** Opening Information block **
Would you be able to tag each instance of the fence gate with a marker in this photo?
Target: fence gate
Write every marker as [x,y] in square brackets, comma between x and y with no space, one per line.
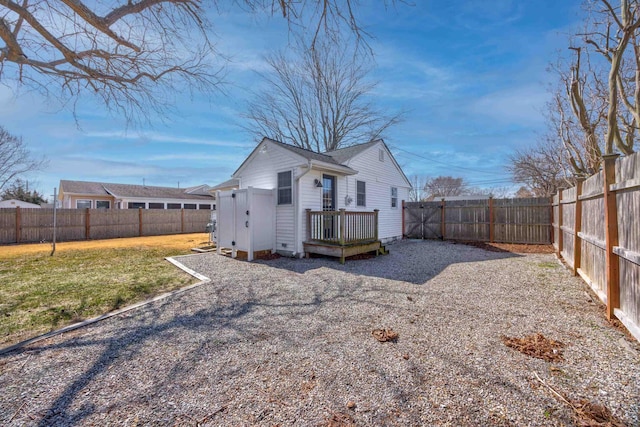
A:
[423,220]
** Closing Information block **
_Task requirements_
The images are to be left out; every line above should be set down exactly.

_Output for this exercise_
Would you be able to tag each instance of the fence gate with a marker in this photo?
Target: fence gate
Write every marker as [x,y] in square brackets, comma between x and y with no space, one per line.
A:
[423,220]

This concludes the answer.